Object location annotation data:
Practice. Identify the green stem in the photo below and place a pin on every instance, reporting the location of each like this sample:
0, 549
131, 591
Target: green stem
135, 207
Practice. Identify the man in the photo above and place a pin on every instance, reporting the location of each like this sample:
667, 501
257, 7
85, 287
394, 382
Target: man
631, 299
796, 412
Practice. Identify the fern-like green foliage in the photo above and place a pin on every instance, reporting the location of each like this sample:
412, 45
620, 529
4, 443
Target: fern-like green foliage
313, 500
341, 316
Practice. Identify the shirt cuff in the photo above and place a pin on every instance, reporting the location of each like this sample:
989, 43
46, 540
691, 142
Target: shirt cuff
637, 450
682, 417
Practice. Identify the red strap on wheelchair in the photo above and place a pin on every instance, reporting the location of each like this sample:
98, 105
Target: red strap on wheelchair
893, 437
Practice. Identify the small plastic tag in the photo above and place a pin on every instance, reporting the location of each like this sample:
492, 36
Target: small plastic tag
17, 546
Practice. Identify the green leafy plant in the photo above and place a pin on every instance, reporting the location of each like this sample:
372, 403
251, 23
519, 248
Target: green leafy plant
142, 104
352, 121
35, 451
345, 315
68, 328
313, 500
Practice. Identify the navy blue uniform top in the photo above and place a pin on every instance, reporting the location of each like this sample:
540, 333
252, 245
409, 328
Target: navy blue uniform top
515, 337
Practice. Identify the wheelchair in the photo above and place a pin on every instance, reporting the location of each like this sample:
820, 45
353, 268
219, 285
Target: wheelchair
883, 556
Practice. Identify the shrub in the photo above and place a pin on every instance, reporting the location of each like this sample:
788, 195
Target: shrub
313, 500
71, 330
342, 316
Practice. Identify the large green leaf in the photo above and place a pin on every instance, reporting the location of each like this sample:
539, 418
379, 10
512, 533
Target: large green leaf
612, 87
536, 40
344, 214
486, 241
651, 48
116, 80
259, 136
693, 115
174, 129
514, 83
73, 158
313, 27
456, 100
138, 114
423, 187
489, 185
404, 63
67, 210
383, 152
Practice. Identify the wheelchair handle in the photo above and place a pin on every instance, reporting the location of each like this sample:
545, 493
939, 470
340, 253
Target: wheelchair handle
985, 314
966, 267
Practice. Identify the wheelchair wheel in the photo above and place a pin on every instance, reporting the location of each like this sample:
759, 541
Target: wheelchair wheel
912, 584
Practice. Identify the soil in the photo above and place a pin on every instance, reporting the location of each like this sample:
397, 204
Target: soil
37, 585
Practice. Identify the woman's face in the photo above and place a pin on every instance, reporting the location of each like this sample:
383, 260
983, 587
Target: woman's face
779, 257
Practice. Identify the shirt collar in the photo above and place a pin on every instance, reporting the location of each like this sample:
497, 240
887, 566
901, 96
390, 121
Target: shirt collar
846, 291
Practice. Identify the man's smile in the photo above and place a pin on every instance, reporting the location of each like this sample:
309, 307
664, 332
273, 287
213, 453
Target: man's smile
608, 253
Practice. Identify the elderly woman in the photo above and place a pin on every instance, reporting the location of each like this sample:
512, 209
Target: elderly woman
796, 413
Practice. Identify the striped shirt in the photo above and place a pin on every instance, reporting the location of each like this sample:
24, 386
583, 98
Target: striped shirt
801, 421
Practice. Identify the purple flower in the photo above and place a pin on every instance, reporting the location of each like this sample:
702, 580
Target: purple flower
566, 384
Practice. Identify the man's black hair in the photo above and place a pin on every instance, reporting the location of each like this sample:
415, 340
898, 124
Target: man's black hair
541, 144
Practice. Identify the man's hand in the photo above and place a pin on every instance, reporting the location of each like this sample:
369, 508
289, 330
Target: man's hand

■ Set problem ■
Copy all of the data above word for word, from the first line to the last.

■ Output for this exercise ■
Practice. Identify the green stem in the photo below and place a pin on every instance, reporting the location of each like this sample:
0, 549
131, 591
Target: green stem
135, 207
Practice. Identify the man in the photo above and place a pin on every instance, reporting the location of each like this sample:
667, 501
257, 7
85, 287
394, 382
Target: man
631, 299
796, 412
Practice. Identify the fern-like green foliage in the photo above and place a pin on every instance, reporting the location of each like this sample:
412, 45
620, 529
4, 443
Target: fern-like green foliage
313, 500
341, 316
Practice. Identify the shirt cuff in the photo above and place a pin on every instance, reporting the location of each like this sample:
989, 43
46, 540
691, 142
Target: shirt cuff
637, 450
682, 417
Practice. Identify the red strap on wheelchair in the photo above and place a pin on every instance, reporting the location of each like this sample:
98, 105
Target: red strap on wheelchair
893, 437
Practice. Identify the small plastic tag in the photo above and place a pin on every instance, reporting the location of each like this sample:
492, 36
Target: small plastic tag
17, 546
Practice. Identify the green leafy plant in the photo above and place a pin on every instance, reporting the location of each like this sample:
372, 403
251, 23
519, 248
Target: green leafy plant
142, 104
352, 121
35, 451
345, 315
68, 328
313, 500
Practice. Identify the navy blue uniform top in the photo above and place a pin on every instance, reporting the location of each like this sample:
540, 333
252, 245
409, 328
Target: navy blue uniform top
515, 337
Practice. Identify the wheelchair in the photo above and place a pin on every instance, reporting the location of each like this sample:
820, 45
353, 268
219, 285
Target: wheelchair
883, 556
Practice. Identify the shrub in the photo above and place a pin on every instance, reporting the location of each like this sample:
788, 195
Target: shrub
313, 500
71, 330
342, 316
Practice. Identify the large green leaf in the photo above and place a pin on every instance, reporting the location of each like this sample:
539, 418
379, 10
512, 533
Target: large green leaf
612, 87
536, 40
344, 214
486, 241
651, 48
116, 80
259, 136
693, 115
174, 129
514, 83
73, 158
313, 27
456, 100
138, 114
423, 187
489, 185
404, 63
67, 210
383, 152
Practice. Identify the wheelchair handle in the photo above and place a pin on every instance, reporting the location of each like this sample:
545, 493
939, 470
340, 253
Target: wheelchair handle
985, 314
966, 267
Practice. Identify the wheelchair wheel in the photo above and place a pin on every instance, reporting the location of each like this sample:
759, 541
Target: wheelchair wheel
912, 584
Practice. Identify the soil in the photo above and place a pin on every instance, reporting the location of each like this sample:
397, 204
Target: soil
37, 585
Practice. Identify the woman's face in the photo above and place a pin on every instance, reporting the location of each like this sample:
383, 260
983, 587
Target: woman's face
779, 257
Practice. Identify the shirt collar in the photo above and place a pin on every instance, reporting the location of each like this sample:
497, 240
887, 566
901, 96
390, 121
Target: shirt collar
846, 291
Practice. Identify the man's smile in the photo above and place a pin on every instance, reporting the location of each like this sample:
309, 307
664, 332
273, 287
213, 453
Target: man's smile
608, 253
Practice. Identify the elderly woman in the photo above and place a pin on every instance, reporting the location of each like this sample:
512, 209
Target: elderly woman
796, 413
Practice. Identify the striped shirt in the photo above and place a pin on every instance, reporting the location of each like this sample:
24, 386
583, 98
Target: striped shirt
801, 421
Practice. Identify the purple flower in the photo above and place a pin on every instance, reporting the location of each like this sample:
702, 580
Target: purple flower
566, 384
Practice. Identify the man's black hair in the photo above and place a pin on every instance, reporting the location of each like this sample:
415, 340
898, 124
Target: man's black hair
541, 144
Practice. Identify the man's hand in the photo above and place a pin on every instance, reporting the location of each like this sample:
369, 508
289, 330
Target: man's hand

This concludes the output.